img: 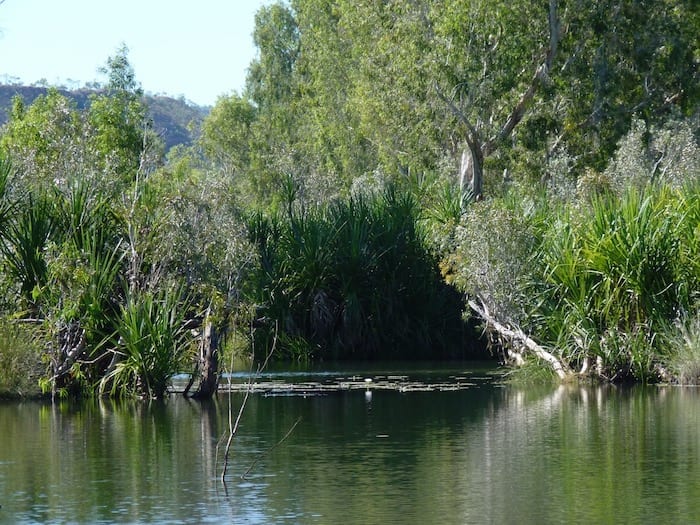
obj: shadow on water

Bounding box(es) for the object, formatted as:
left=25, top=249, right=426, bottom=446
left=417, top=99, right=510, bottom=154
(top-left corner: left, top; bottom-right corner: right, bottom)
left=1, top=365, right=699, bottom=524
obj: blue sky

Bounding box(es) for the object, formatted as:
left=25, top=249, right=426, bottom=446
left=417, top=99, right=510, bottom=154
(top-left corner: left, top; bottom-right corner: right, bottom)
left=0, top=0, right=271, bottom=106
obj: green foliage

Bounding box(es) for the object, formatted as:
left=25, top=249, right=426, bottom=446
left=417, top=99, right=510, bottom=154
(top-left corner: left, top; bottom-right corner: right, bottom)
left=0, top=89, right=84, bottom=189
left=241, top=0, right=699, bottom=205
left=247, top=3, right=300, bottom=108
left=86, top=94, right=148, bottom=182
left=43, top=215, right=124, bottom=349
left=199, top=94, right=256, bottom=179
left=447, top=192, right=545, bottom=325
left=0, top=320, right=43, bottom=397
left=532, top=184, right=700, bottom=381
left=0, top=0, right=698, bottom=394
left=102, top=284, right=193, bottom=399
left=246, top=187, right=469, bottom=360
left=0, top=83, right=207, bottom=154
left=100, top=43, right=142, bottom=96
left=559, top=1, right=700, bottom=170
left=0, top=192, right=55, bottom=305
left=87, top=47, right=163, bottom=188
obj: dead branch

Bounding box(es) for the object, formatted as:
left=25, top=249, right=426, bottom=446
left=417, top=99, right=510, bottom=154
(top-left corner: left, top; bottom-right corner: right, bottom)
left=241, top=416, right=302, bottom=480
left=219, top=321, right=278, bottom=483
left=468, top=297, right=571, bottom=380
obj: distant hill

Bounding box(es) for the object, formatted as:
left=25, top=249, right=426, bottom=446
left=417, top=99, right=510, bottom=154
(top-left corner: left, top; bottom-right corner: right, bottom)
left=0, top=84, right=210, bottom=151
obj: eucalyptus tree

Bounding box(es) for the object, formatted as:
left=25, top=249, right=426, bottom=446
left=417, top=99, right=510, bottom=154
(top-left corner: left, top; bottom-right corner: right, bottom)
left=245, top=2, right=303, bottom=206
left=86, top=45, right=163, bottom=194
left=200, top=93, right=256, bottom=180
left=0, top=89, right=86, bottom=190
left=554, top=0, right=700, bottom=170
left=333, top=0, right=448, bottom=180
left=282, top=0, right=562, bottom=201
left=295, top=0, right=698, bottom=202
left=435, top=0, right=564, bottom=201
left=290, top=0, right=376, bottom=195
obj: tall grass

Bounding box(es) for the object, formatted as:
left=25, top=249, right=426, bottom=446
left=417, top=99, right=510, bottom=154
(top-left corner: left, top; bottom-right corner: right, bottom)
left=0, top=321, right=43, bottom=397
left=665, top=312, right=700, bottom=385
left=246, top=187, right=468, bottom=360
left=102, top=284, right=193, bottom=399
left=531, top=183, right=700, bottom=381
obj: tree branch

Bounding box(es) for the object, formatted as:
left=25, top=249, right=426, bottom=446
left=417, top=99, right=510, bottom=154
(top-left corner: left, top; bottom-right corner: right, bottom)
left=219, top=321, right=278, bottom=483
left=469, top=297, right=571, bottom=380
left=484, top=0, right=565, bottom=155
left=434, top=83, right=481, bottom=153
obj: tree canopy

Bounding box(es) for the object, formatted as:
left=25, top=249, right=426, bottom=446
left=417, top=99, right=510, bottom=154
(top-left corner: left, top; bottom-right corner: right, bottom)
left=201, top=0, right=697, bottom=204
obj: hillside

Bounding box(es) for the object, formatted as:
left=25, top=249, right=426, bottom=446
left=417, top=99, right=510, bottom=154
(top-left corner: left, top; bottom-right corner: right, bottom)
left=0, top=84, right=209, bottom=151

---

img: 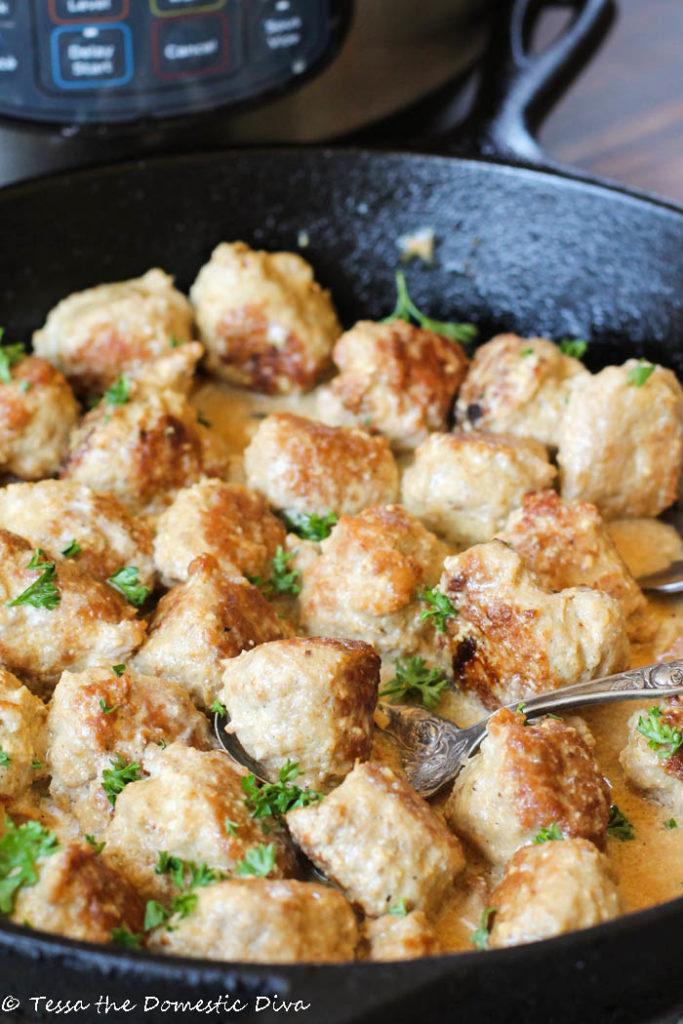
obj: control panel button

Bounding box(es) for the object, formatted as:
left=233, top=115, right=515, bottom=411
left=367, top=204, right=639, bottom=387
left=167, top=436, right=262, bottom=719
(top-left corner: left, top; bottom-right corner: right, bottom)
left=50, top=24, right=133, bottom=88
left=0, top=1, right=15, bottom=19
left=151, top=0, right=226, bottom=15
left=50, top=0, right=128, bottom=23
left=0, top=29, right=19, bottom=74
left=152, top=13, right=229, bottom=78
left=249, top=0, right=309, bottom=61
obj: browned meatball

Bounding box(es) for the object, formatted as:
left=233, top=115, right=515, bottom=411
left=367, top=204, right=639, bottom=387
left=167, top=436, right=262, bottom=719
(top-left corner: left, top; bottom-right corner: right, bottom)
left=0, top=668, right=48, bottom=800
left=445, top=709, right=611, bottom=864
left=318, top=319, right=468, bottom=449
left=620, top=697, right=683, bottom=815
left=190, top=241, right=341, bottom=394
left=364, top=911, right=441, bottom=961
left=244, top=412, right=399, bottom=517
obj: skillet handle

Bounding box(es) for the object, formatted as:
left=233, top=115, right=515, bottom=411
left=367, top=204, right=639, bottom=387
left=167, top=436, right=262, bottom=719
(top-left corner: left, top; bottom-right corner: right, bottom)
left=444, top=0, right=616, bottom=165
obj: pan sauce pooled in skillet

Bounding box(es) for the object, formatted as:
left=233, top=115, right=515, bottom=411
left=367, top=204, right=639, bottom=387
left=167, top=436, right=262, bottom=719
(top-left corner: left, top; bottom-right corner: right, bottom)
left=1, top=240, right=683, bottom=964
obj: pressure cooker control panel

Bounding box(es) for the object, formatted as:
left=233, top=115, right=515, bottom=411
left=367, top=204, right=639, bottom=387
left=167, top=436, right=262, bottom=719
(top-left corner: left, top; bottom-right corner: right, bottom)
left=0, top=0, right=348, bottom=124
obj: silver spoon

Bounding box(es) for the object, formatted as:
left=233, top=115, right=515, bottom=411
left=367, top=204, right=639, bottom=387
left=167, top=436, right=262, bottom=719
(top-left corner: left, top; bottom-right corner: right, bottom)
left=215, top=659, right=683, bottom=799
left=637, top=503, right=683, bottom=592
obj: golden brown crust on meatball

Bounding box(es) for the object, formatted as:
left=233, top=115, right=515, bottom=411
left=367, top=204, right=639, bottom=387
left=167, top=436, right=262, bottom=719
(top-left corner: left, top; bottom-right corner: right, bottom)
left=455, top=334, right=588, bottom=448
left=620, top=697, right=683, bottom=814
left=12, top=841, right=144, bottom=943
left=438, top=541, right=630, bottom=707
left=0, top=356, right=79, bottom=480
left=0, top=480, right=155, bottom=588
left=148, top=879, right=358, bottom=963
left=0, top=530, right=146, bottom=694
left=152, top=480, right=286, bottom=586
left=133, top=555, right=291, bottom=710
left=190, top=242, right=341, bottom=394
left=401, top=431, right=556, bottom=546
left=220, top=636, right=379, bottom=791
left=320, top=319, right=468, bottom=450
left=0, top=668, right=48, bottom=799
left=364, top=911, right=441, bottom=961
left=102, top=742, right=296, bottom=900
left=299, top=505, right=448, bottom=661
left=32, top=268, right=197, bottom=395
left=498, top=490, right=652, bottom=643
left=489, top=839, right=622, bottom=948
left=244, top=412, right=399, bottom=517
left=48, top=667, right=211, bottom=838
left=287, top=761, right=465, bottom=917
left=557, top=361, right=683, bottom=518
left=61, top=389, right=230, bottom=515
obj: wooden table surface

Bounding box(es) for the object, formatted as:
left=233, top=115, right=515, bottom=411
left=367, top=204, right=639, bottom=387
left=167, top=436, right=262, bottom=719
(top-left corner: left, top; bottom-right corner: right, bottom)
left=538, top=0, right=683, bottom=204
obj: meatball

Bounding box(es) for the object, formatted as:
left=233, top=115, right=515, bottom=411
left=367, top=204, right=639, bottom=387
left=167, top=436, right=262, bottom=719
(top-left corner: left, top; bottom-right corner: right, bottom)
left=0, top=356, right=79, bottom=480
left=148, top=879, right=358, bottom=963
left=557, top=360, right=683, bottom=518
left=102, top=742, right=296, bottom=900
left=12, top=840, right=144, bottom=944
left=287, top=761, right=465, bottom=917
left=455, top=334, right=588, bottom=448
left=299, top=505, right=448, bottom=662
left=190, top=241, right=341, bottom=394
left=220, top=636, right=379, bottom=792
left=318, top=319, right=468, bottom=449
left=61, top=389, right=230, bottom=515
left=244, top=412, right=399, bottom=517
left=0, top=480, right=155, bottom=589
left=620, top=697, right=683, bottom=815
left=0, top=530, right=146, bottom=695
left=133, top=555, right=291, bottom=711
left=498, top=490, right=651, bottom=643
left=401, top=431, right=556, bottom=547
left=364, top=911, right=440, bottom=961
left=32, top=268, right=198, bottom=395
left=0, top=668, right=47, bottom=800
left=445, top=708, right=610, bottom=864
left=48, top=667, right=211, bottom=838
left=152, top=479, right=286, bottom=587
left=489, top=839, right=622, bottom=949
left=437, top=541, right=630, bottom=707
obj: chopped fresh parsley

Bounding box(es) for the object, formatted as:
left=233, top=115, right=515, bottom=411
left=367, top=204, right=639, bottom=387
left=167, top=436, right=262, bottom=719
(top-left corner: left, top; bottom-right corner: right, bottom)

What to do => Your answer must be a single number: the count of lines in these records that contain "control".

Written answer => 2